==== PASSAGE ====
Man Whose WMD Lies Led to 100,000 Deaths Confesses All
Without Curveball’s lies the motives to attack Iraq would have been a lot less convincing. Between Curveball’s and Sadaam’s posturing regarding the existence of Iraqi WMD, it became a question of could the US take the chance that they were lying, especially after 9/11? You also have to wonder which of Sadaam’s advisors or allies supported him on the insane notion that it was best to continue the posturing regarding WMD.
A man whose lies helped to make the case for invading Iraq - starting a nine-year war costing more than 100,000 lives and hundreds of billions of pounds - will come clean in his first British television interview tomorrow.
“Curveball”, the Iraqi defector who fabricated claims about Iraq’s weapons of mass destruction, smiles as he confirms how he made the whole thing up. It was a confidence trick that changed the course of history, with Rafid Ahmed Alwan al-Janabi’s lies used to justify the Iraq war.
He tries to defend his actions: “My main purpose was to topple the tyrant in Iraq because the longer this dictator remains in power, the more the Iraqi people will suffer from this regime’s oppression.”
The chemical engineer claimed to have overseen the building of a mobile biological laboratory when he sought political asylum in Germany in 1999. His lies were presented as “facts and conclusions based on solid intelligence” by Colin Powell, US Secretary of State, when making the case for war at the UN Security Council in February 2003.
But Mr Janabi, speaking in a two-part series, Modern Spies, starting tomorrow on BBC2, says none of it was true. When it is put to him “we went to war in Iraq on a lie. And that lie was your lie”, he simply replies: “Yes.”
US officials “sexed up” Mr Janabi’s drawings of mobile biological weapons labs to make them more presentable, admits Colonel Lawrence Wilkerson, General Powell’s former chief of staff. “I brought the White House team in to do the graphics,” he says, adding how “intelligence was being worked to fit around the policy”.
==== RECORDS SUPPLIED ====
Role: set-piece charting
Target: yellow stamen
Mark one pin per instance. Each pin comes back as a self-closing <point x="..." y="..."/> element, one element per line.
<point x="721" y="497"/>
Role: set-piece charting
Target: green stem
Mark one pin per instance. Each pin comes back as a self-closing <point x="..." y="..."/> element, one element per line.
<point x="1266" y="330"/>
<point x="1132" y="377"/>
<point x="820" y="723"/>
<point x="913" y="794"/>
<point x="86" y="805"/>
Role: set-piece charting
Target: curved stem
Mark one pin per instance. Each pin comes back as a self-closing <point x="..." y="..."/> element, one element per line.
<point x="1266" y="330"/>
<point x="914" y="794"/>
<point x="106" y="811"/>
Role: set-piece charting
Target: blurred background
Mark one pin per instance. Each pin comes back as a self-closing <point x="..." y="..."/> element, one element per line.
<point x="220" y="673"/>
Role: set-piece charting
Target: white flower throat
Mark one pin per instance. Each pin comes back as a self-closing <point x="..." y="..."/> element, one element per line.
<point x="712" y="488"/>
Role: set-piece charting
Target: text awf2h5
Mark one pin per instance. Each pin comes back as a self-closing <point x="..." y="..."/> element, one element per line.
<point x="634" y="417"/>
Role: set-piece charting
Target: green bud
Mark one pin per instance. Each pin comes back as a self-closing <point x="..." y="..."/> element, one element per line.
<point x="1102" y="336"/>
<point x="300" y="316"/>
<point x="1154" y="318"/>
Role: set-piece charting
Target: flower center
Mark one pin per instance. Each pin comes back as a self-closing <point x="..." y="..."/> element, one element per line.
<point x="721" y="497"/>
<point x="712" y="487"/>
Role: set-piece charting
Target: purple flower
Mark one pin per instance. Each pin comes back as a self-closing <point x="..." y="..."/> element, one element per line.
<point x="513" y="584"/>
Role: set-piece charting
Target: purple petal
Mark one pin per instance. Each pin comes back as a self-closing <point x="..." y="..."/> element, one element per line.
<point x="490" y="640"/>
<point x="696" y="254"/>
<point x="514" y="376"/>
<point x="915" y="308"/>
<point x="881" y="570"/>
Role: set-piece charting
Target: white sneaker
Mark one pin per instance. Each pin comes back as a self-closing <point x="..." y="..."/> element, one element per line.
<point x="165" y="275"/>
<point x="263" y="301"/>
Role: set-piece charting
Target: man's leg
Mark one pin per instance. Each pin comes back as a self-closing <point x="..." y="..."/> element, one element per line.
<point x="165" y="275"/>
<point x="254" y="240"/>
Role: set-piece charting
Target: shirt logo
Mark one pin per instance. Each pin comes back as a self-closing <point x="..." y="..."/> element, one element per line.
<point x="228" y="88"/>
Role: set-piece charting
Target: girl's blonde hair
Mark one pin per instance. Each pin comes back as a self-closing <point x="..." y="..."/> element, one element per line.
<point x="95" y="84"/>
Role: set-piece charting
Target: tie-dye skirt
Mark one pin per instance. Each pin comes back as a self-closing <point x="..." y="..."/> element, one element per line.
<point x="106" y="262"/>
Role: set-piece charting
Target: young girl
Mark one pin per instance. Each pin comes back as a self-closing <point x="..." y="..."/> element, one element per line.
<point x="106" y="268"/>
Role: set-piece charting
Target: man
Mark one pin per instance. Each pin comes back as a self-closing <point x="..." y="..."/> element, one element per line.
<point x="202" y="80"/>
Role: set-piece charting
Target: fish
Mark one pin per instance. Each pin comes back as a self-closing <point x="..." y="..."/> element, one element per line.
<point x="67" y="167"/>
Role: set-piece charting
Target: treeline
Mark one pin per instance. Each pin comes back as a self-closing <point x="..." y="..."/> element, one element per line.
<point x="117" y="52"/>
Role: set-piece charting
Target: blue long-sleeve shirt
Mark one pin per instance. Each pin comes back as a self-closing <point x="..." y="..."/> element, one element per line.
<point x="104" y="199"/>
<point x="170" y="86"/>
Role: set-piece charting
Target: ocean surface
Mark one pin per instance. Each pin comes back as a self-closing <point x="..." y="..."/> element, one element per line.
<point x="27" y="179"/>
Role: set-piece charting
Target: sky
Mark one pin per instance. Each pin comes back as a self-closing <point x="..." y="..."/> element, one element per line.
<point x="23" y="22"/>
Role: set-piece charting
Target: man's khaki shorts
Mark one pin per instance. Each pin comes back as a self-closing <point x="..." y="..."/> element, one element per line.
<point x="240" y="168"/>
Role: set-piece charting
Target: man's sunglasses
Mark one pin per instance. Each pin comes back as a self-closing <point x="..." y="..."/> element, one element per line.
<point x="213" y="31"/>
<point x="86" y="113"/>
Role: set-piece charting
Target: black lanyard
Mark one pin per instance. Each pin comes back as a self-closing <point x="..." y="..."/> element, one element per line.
====
**TASK REQUIREMENTS**:
#1 In the article about Curveball, what reason does Mr Janabi give for making up his claims?
#2 Answer these questions from the article about Curveball.
(a) In what year did Mr Janabi seek political asylum in Germany?
(b) What is the name of the series in which he speaks, and on which channel does it air?
(c) What job did Colonel Lawrence Wilkerson formerly hold?

**RESULTS OF THE TASKS**:
#1 He says his main purpose was to topple the tyrant in Iraq, because the longer the dictator stayed in power, the more the Iraqi people would suffer from the regime's oppression.

#2
(a) 1999
(b) Modern Spies, on BBC2
(c) He was General Powell's chief of staff.